» Task prompt
For every record that follows, transcribe the text exactly and leave any image out.

────────────────

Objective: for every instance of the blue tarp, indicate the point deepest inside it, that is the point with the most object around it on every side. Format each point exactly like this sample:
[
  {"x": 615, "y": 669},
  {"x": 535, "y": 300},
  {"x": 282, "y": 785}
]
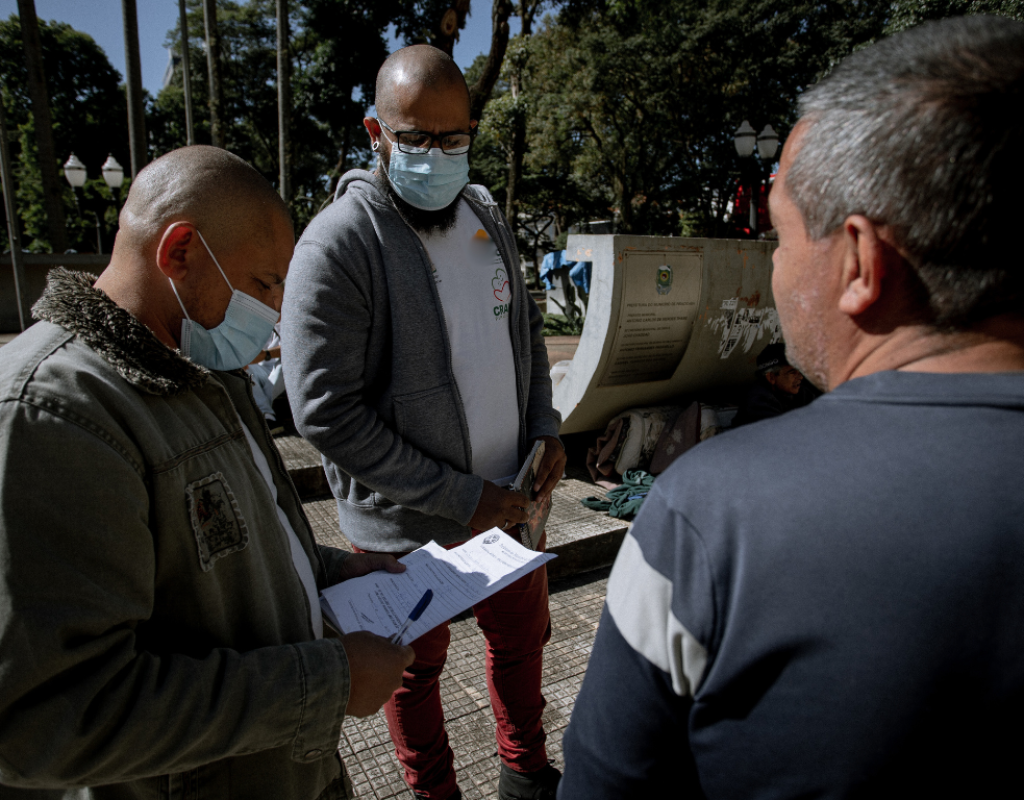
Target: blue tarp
[{"x": 580, "y": 271}]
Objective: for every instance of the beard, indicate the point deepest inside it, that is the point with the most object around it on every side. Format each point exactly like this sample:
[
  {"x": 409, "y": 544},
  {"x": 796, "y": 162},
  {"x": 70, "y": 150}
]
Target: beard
[
  {"x": 806, "y": 344},
  {"x": 426, "y": 222}
]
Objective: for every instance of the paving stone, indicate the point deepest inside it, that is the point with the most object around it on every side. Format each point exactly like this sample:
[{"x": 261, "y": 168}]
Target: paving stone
[
  {"x": 304, "y": 465},
  {"x": 576, "y": 608}
]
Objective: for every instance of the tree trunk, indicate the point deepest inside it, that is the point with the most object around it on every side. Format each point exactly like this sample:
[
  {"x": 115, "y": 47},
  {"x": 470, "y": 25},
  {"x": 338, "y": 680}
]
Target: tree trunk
[
  {"x": 186, "y": 74},
  {"x": 453, "y": 20},
  {"x": 52, "y": 201},
  {"x": 284, "y": 101},
  {"x": 133, "y": 80},
  {"x": 479, "y": 92},
  {"x": 526, "y": 10},
  {"x": 213, "y": 68}
]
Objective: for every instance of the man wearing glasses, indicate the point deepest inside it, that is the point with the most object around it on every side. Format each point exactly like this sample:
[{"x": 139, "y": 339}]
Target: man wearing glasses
[{"x": 415, "y": 363}]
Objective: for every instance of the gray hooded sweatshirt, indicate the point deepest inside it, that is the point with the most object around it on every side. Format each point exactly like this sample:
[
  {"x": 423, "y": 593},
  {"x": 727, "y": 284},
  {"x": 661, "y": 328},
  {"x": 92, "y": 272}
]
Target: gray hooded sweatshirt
[{"x": 368, "y": 365}]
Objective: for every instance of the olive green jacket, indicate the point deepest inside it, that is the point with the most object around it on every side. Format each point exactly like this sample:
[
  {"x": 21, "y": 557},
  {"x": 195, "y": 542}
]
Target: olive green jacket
[{"x": 155, "y": 637}]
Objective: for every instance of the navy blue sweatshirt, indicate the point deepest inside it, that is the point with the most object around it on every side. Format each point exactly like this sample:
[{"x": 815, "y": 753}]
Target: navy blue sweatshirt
[{"x": 829, "y": 603}]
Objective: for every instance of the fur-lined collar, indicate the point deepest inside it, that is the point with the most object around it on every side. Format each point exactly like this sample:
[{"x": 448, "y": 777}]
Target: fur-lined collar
[{"x": 131, "y": 348}]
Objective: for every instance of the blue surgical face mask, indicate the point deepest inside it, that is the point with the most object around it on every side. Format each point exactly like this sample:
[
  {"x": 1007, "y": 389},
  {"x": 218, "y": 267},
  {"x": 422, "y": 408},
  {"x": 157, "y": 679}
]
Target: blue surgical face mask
[
  {"x": 428, "y": 180},
  {"x": 232, "y": 344}
]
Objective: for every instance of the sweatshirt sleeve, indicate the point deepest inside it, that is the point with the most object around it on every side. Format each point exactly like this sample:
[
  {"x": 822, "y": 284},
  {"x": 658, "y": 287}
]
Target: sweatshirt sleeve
[
  {"x": 542, "y": 419},
  {"x": 629, "y": 731},
  {"x": 83, "y": 702}
]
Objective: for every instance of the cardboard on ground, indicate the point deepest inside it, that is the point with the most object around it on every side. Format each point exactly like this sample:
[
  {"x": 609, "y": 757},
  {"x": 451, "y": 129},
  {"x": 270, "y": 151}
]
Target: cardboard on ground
[{"x": 460, "y": 578}]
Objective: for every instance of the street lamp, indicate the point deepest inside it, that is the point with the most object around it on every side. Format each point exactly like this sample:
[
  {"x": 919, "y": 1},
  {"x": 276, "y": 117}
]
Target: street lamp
[
  {"x": 75, "y": 172},
  {"x": 745, "y": 139},
  {"x": 114, "y": 174}
]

────────────────

» Solution to this problem
Objective: for every instance of the blue tarp, indicate the point deepest inside it, that is the point with the most object around it on every side. Format each point exactly like this sample:
[
  {"x": 615, "y": 669},
  {"x": 535, "y": 300},
  {"x": 282, "y": 785}
]
Target: blue tarp
[{"x": 580, "y": 271}]
Objective: for every instance of the beard, indicate the point deepest inside it, that is the point with the most object around it on every side. Format each point exactly like this sample:
[
  {"x": 409, "y": 544},
  {"x": 796, "y": 162},
  {"x": 70, "y": 150}
]
Target: beard
[
  {"x": 806, "y": 344},
  {"x": 426, "y": 222}
]
Objective: for every instance of the paving stone, indicate the point deepest inside it, that is the point with the most object around it on every side. Format each point exactly like this sample:
[{"x": 261, "y": 168}]
Target: paving stone
[
  {"x": 304, "y": 465},
  {"x": 576, "y": 608}
]
Objective: for every instance of the tree trunk, indicate the point deepest inside it, that is the point with the most object around it on every side. Format each point exactly like this sample:
[
  {"x": 115, "y": 47},
  {"x": 470, "y": 25},
  {"x": 338, "y": 680}
]
Target: tree trunk
[
  {"x": 186, "y": 74},
  {"x": 453, "y": 20},
  {"x": 52, "y": 201},
  {"x": 284, "y": 101},
  {"x": 133, "y": 80},
  {"x": 479, "y": 92},
  {"x": 526, "y": 10},
  {"x": 213, "y": 68}
]
Objective: for every instance of the man wearing glasses, indicate the point deepest inside it, that is the point with the most object around it on every side. Format each point exactly like this sample:
[{"x": 139, "y": 339}]
Target: man wearing glasses
[{"x": 415, "y": 363}]
Objective: for every instance of the gray hooded sweatshirt, indicate the point deepest inside it, that is the point with the most object around it on every side. Format each point exactly like this sample:
[
  {"x": 423, "y": 593},
  {"x": 727, "y": 284},
  {"x": 661, "y": 328},
  {"x": 92, "y": 272}
]
Target: gray hooded sweatshirt
[{"x": 368, "y": 365}]
Objective: for every instance of the olive green jacket, indicate the point deepest inside it, that is the point with the most object around it on every side. Format each point exactly like this sample:
[
  {"x": 21, "y": 557},
  {"x": 195, "y": 542}
]
Target: olive green jacket
[{"x": 155, "y": 637}]
Objective: for every instance of the navy blue sweatshirt, indicate the point deepest inside it, that is the point with the most object around it on every side. Format each point exactly like this sample:
[{"x": 815, "y": 753}]
Target: navy blue sweatshirt
[{"x": 829, "y": 603}]
Objective: for every instance of the fur-lined collar, indicate the point deepest inside it, that is the point with the most object around it on every side. Format each point exactly like this sample:
[{"x": 448, "y": 777}]
Target: fur-lined collar
[{"x": 131, "y": 348}]
Objective: for every instance of the blue surgical face mask, indicate the point deepest inside it, that is the point with the most object around it on every side. Format each point exactly like this sample:
[
  {"x": 1007, "y": 389},
  {"x": 218, "y": 267},
  {"x": 422, "y": 408},
  {"x": 157, "y": 679}
]
Target: blue surgical face mask
[
  {"x": 428, "y": 180},
  {"x": 232, "y": 344}
]
Objective: for every instance of the sweatshirt sleeve, indicate the point deepest inside it, that is the point with the most object around it on every side. Format each point exactly like this sample:
[
  {"x": 822, "y": 284},
  {"x": 658, "y": 287}
]
Target: sweatshirt sleeve
[
  {"x": 542, "y": 419},
  {"x": 629, "y": 731},
  {"x": 83, "y": 702}
]
Objective: for every instance of the cardboard on ground, indicate the point deepest inside it, that is the point with the most object around it on every side. Format each point exactly like this sample:
[
  {"x": 609, "y": 757},
  {"x": 451, "y": 129},
  {"x": 270, "y": 151}
]
Target: cardboard on ground
[{"x": 460, "y": 578}]
Objective: for every instance of the street lamp, indicate the point deepest inside it, that is the point with the most object around it on every side. Format each point exactly like this sample:
[
  {"x": 919, "y": 1},
  {"x": 276, "y": 117}
]
Target: street lamp
[
  {"x": 75, "y": 172},
  {"x": 745, "y": 139},
  {"x": 114, "y": 174}
]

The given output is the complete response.